→ Problem statement
Please render the lines below as a JSON list of strings, one string per line, leaving out any blank lines.

→ Material
====
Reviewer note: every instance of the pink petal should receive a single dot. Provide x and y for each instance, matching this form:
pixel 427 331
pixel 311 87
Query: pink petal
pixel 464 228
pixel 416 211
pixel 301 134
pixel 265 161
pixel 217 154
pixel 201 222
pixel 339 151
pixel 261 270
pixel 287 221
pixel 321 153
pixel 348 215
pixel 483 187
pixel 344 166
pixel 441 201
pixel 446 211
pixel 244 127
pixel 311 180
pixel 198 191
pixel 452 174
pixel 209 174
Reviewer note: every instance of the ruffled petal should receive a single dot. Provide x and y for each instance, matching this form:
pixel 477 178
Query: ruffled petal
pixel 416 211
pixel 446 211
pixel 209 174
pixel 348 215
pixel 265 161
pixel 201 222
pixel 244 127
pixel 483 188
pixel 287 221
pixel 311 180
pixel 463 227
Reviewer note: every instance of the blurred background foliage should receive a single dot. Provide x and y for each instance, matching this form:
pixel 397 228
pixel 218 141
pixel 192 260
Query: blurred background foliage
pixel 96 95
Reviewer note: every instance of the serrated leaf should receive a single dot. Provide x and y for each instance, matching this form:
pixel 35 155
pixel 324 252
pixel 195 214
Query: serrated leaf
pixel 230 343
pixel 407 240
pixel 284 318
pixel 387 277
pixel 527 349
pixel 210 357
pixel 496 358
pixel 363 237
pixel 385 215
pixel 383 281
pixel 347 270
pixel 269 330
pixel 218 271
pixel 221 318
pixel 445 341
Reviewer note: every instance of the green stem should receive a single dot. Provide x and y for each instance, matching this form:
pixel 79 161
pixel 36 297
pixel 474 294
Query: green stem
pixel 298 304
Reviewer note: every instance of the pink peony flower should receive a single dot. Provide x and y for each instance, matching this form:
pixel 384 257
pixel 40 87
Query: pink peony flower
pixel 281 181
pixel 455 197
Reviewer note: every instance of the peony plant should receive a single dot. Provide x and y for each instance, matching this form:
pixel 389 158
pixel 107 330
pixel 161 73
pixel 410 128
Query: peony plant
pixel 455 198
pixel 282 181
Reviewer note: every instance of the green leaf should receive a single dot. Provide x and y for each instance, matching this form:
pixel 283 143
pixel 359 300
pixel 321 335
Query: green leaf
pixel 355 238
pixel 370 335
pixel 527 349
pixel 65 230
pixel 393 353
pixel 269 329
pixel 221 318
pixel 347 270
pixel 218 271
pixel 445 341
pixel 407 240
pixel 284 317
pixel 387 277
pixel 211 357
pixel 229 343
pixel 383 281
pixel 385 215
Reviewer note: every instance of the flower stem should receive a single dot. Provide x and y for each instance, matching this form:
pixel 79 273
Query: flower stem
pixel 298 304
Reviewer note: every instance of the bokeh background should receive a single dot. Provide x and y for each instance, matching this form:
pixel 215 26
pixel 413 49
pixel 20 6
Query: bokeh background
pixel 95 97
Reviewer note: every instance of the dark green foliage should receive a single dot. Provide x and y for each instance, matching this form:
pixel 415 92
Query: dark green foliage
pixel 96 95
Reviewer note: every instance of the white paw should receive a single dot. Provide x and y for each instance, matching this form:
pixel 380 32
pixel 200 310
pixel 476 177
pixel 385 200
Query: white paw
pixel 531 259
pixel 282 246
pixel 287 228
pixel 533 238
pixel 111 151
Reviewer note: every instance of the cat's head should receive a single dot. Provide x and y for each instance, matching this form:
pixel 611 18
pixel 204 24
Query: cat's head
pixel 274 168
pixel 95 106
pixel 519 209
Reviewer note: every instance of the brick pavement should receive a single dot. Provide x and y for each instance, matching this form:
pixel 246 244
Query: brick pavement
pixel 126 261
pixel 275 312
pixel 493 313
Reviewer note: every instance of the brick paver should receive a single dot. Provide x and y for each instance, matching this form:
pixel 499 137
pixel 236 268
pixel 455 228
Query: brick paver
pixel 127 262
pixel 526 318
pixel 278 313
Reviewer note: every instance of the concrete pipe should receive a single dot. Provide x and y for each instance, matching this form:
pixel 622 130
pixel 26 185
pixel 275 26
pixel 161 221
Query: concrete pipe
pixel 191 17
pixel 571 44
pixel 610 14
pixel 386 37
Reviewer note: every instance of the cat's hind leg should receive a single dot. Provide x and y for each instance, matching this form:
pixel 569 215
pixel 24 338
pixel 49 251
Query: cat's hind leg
====
→ Completed exercise
[
  "Reviewer note: every instance of the pink petal should receive a single dot. Provide x and y for each instance, matching this form:",
  "pixel 427 331",
  "pixel 311 87",
  "Query: pink petal",
  "pixel 464 228",
  "pixel 416 211",
  "pixel 301 134",
  "pixel 265 161",
  "pixel 217 154",
  "pixel 201 222",
  "pixel 339 151",
  "pixel 261 270",
  "pixel 287 221",
  "pixel 321 153",
  "pixel 348 215",
  "pixel 483 187",
  "pixel 344 166",
  "pixel 441 201",
  "pixel 446 211",
  "pixel 244 127",
  "pixel 311 180",
  "pixel 198 191",
  "pixel 452 174",
  "pixel 209 174",
  "Reviewer note: every instance of the ruffled petal should receive a single dot. Provide x and y for each instance, matching this form:",
  "pixel 477 178",
  "Query: ruffled petal",
  "pixel 416 211",
  "pixel 446 211",
  "pixel 209 174",
  "pixel 348 215",
  "pixel 265 161",
  "pixel 201 222",
  "pixel 244 127",
  "pixel 483 188",
  "pixel 287 221",
  "pixel 311 180",
  "pixel 463 227",
  "Reviewer note: every instance of the blurred background foliage should receive a single dot. Provide x and y for each instance, matching this form:",
  "pixel 397 228",
  "pixel 218 141",
  "pixel 192 260",
  "Query: blurred background foliage",
  "pixel 96 95",
  "Reviewer note: every instance of the serrated leaf should receive a single dot. Provide x and y for each instance, matching this form:",
  "pixel 35 155",
  "pixel 324 252",
  "pixel 195 214",
  "Query: serrated leaf",
  "pixel 230 343",
  "pixel 407 240",
  "pixel 284 318",
  "pixel 387 277",
  "pixel 527 349",
  "pixel 210 357",
  "pixel 496 358",
  "pixel 363 237",
  "pixel 385 215",
  "pixel 383 281",
  "pixel 347 270",
  "pixel 269 330",
  "pixel 218 271",
  "pixel 221 318",
  "pixel 445 341",
  "Reviewer note: every instance of the green stem should receive a single dot. Provide x and y for each instance, matching this form:",
  "pixel 79 161",
  "pixel 36 297",
  "pixel 474 294",
  "Query: green stem",
  "pixel 298 304",
  "Reviewer note: every instance of the pink peony flower should receive a single dot. Provide x and y for each instance, matching this form:",
  "pixel 384 257",
  "pixel 40 87",
  "Query: pink peony flower",
  "pixel 281 181",
  "pixel 455 197",
  "Reviewer note: every instance of the peony plant should receive a single dot. Provide x and y for each instance, matching this form:",
  "pixel 389 158",
  "pixel 107 330",
  "pixel 161 73",
  "pixel 410 128",
  "Query: peony plant",
  "pixel 455 198",
  "pixel 282 181",
  "Reviewer note: every instance of the green leaf should receive a single dot. Provide x and y for each instance, matching this form:",
  "pixel 283 143",
  "pixel 359 300",
  "pixel 321 335",
  "Query: green leaf",
  "pixel 355 238",
  "pixel 370 335",
  "pixel 527 349",
  "pixel 65 230",
  "pixel 393 353",
  "pixel 269 329",
  "pixel 221 318",
  "pixel 347 270",
  "pixel 218 271",
  "pixel 445 341",
  "pixel 407 240",
  "pixel 284 317",
  "pixel 387 277",
  "pixel 211 357",
  "pixel 229 343",
  "pixel 383 281",
  "pixel 385 215",
  "Reviewer note: every instance of the flower stem should receive a single dot. Provide x and y for each instance, matching this form:",
  "pixel 79 273",
  "Query: flower stem",
  "pixel 298 304",
  "Reviewer note: every instance of the bokeh background should receive a single dot. Provide x and y for each instance, matching this form:",
  "pixel 215 26",
  "pixel 413 49",
  "pixel 20 6",
  "Query: bokeh background",
  "pixel 95 97",
  "Reviewer note: every instance of the dark green foliage should receive a single dot. Provide x and y for each instance, matching this form:",
  "pixel 415 92",
  "Query: dark green foliage",
  "pixel 96 95",
  "Reviewer note: every instance of the white paw should receive a single dot. Provide x and y for each instance, matching this form:",
  "pixel 380 32",
  "pixel 200 310",
  "pixel 476 177",
  "pixel 385 200",
  "Query: white paw",
  "pixel 531 259",
  "pixel 282 246",
  "pixel 287 228",
  "pixel 533 238",
  "pixel 111 151",
  "Reviewer note: every instance of the cat's head should receive a single dot. Provide x and y for each instance, matching this form:",
  "pixel 611 18",
  "pixel 204 24",
  "Query: cat's head",
  "pixel 274 168",
  "pixel 95 106",
  "pixel 519 209",
  "Reviewer note: every instance of the brick pavement should receive a single dot. Provide x and y for each instance, matching this form:",
  "pixel 246 244",
  "Query: brick pavement",
  "pixel 126 261",
  "pixel 275 312",
  "pixel 493 313",
  "Reviewer note: every instance of the brick paver should receive a single dot. Provide x and y for each instance, matching this form:",
  "pixel 499 137",
  "pixel 236 268",
  "pixel 455 228",
  "Query: brick paver",
  "pixel 127 262",
  "pixel 526 318",
  "pixel 278 313",
  "Reviewer note: every instance of the concrete pipe should receive a single dot. Provide x and y for each instance, matching this form:",
  "pixel 622 130",
  "pixel 26 185",
  "pixel 275 26",
  "pixel 161 221",
  "Query: concrete pipe",
  "pixel 191 17",
  "pixel 571 44",
  "pixel 610 14",
  "pixel 386 37",
  "Reviewer note: every instance of the cat's hind leg should receive a single dot. Provide x and y for each instance, matching this form:",
  "pixel 569 215",
  "pixel 24 338",
  "pixel 49 251",
  "Query: cat's hind leg"
]